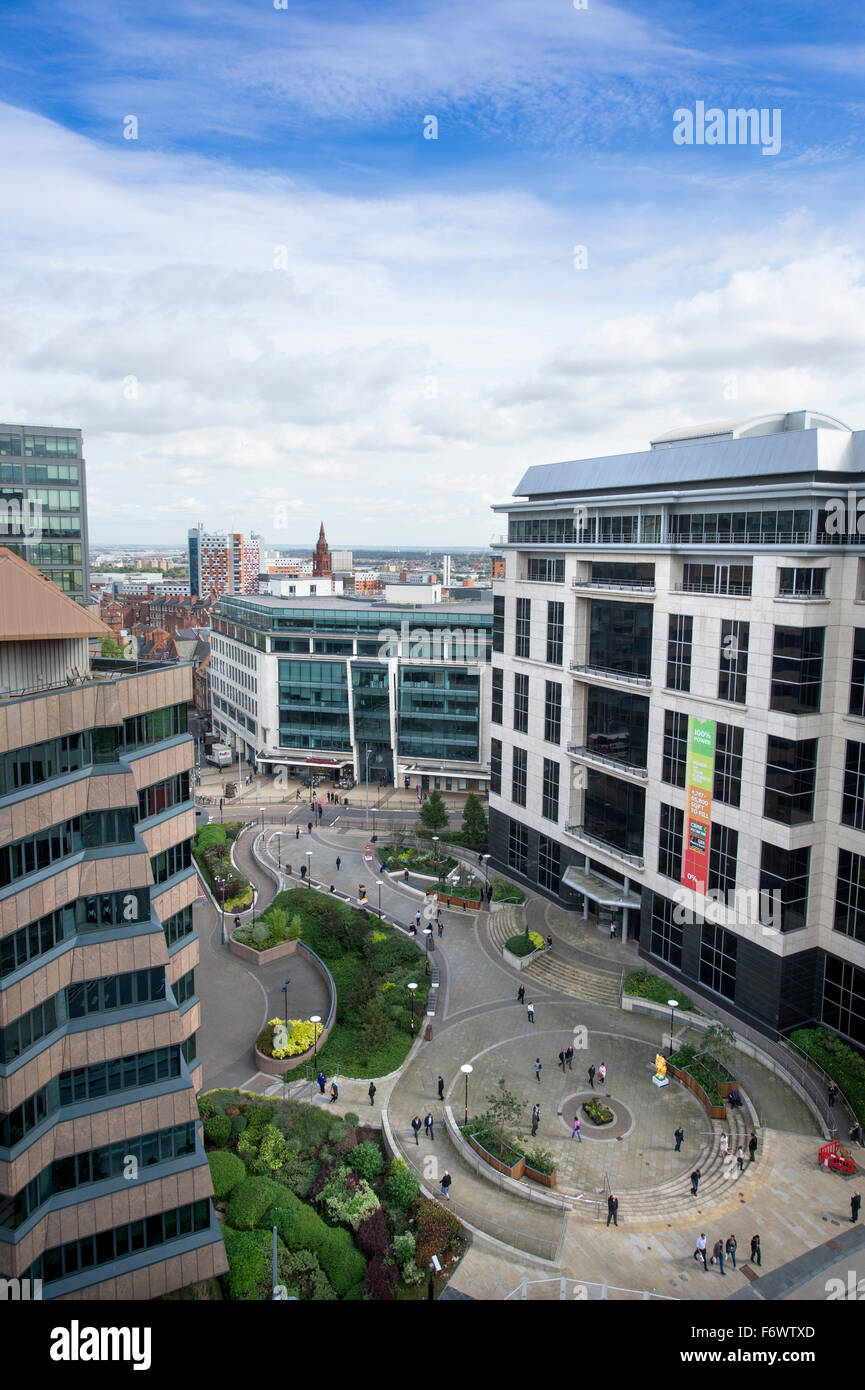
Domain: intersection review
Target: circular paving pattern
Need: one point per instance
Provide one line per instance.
(620, 1126)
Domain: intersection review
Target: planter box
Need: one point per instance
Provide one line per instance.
(494, 1162)
(544, 1179)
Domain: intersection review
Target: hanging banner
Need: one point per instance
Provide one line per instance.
(700, 777)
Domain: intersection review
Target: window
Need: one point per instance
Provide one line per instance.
(498, 694)
(523, 623)
(550, 798)
(552, 712)
(723, 851)
(498, 623)
(665, 934)
(850, 895)
(550, 863)
(797, 670)
(729, 741)
(790, 780)
(733, 665)
(669, 841)
(675, 758)
(520, 704)
(679, 652)
(495, 766)
(518, 780)
(555, 633)
(785, 872)
(518, 847)
(853, 804)
(718, 959)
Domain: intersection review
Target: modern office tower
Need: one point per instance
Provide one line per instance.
(104, 1186)
(342, 685)
(43, 503)
(679, 708)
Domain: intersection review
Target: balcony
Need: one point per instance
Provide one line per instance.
(601, 673)
(616, 765)
(595, 843)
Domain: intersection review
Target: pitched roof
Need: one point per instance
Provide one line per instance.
(35, 610)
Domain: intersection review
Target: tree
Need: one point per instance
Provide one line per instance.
(474, 822)
(434, 813)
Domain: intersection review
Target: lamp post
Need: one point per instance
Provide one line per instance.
(410, 987)
(466, 1069)
(673, 1005)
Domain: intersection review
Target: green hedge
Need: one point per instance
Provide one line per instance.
(844, 1065)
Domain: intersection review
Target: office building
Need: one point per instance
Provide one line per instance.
(104, 1186)
(679, 708)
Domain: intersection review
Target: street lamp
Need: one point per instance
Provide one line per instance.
(673, 1005)
(410, 987)
(466, 1069)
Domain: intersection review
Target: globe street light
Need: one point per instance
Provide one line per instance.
(466, 1069)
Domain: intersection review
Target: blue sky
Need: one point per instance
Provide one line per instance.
(281, 299)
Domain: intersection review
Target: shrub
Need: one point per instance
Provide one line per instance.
(251, 1200)
(401, 1186)
(217, 1130)
(367, 1161)
(225, 1172)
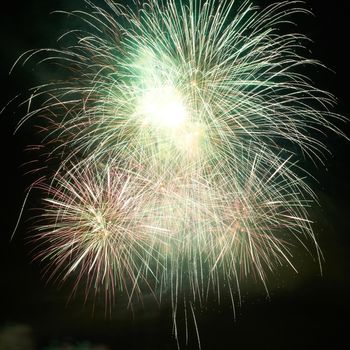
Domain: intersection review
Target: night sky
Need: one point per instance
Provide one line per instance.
(304, 311)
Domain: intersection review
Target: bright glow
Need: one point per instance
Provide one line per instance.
(163, 106)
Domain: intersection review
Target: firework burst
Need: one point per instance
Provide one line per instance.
(177, 137)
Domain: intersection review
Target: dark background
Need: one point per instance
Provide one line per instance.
(305, 310)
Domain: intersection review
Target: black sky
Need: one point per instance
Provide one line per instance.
(304, 311)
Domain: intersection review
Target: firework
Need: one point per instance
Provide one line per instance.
(177, 138)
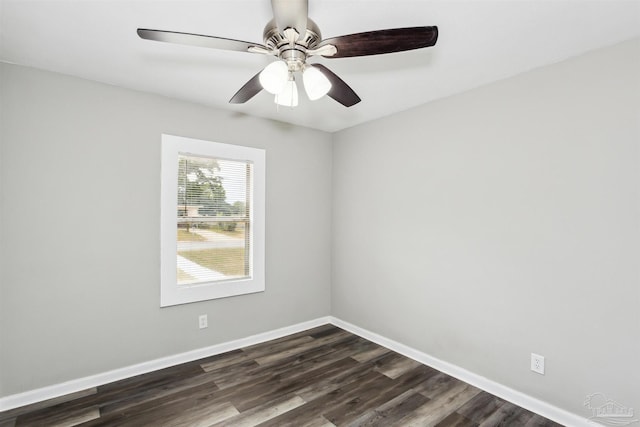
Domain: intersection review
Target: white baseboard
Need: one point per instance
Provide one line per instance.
(73, 386)
(534, 405)
(543, 408)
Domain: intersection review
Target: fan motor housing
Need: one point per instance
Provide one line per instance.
(295, 54)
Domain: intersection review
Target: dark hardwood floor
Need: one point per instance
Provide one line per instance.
(321, 377)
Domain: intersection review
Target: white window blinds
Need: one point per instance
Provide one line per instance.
(214, 212)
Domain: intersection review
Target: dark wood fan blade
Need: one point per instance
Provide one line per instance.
(197, 40)
(248, 91)
(291, 14)
(340, 91)
(382, 41)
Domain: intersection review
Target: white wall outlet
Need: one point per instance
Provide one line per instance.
(202, 321)
(537, 363)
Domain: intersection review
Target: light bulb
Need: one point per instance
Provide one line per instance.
(289, 95)
(274, 77)
(316, 84)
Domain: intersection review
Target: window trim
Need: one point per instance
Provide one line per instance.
(170, 292)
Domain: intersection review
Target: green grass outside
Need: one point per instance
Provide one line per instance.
(228, 261)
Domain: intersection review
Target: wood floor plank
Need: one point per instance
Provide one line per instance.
(540, 421)
(507, 415)
(370, 352)
(301, 348)
(390, 411)
(456, 420)
(47, 403)
(438, 408)
(290, 367)
(480, 407)
(262, 413)
(66, 419)
(322, 377)
(397, 366)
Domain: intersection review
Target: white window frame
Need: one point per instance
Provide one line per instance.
(170, 292)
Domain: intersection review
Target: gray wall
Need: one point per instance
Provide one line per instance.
(500, 222)
(80, 229)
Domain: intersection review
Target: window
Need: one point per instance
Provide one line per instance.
(212, 220)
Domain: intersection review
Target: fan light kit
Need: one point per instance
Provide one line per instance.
(293, 37)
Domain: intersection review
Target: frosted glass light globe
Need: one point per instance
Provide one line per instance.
(289, 95)
(274, 77)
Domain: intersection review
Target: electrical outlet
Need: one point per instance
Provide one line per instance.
(537, 363)
(202, 321)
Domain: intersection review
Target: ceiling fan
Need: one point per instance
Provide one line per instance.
(293, 37)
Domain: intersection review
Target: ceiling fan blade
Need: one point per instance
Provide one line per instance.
(200, 40)
(248, 91)
(291, 14)
(382, 41)
(340, 91)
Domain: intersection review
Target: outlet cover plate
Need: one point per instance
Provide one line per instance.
(202, 321)
(537, 363)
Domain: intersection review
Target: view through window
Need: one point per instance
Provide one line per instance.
(213, 219)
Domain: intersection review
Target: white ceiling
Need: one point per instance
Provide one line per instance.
(479, 42)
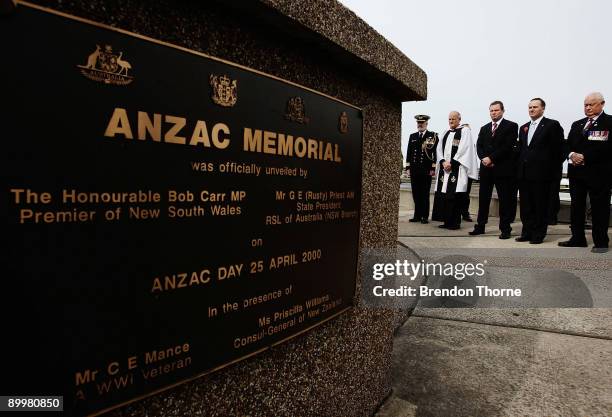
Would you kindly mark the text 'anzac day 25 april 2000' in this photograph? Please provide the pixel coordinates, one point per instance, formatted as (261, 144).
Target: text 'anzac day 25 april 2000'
(165, 213)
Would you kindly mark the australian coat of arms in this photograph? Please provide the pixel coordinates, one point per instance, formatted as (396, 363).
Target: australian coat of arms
(296, 111)
(105, 66)
(225, 91)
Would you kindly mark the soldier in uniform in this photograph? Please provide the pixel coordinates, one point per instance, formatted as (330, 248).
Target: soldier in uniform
(421, 159)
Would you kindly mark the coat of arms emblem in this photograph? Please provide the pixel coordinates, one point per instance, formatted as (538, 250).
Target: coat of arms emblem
(106, 66)
(296, 111)
(225, 91)
(343, 122)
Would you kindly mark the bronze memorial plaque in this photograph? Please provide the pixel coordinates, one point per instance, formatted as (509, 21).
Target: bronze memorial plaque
(164, 213)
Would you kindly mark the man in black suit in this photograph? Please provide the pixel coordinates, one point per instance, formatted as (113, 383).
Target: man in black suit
(541, 150)
(590, 161)
(497, 168)
(421, 157)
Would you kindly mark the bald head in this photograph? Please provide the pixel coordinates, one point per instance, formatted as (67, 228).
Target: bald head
(593, 104)
(454, 118)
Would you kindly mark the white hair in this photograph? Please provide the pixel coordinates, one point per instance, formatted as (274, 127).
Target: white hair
(597, 96)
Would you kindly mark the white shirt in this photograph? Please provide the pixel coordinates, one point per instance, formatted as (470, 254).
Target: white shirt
(532, 128)
(498, 123)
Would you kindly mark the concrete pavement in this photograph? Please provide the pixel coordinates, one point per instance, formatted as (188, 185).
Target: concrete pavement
(507, 361)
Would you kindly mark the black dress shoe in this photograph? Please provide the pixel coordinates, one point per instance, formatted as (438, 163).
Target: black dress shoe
(477, 231)
(572, 244)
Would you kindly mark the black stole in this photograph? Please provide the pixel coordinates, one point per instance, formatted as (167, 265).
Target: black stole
(454, 174)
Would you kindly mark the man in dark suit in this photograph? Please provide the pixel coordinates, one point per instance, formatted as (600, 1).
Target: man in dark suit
(421, 157)
(590, 161)
(497, 168)
(541, 150)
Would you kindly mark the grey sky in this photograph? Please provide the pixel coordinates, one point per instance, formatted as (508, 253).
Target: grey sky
(477, 51)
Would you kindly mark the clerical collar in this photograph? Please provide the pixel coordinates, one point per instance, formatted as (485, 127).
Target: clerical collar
(596, 117)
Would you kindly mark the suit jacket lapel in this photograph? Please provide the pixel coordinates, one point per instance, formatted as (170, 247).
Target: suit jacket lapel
(538, 131)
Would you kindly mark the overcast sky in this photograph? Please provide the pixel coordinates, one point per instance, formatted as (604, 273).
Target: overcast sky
(477, 51)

Task description | Each line from the start of the listing above through the line with "Target: hanging banner" is what to output, exactly as written and without pictures.

Result of the task |
Domain: intersection review
Target: circular paving pattern
Need: one point per instance
Provide one line per instance.
(620, 1126)
Domain: intersection review
Target: planter box
Need: one point per instance
Provide one line per instance.
(494, 1162)
(544, 1179)
Domain: intersection review
Target: hanging banner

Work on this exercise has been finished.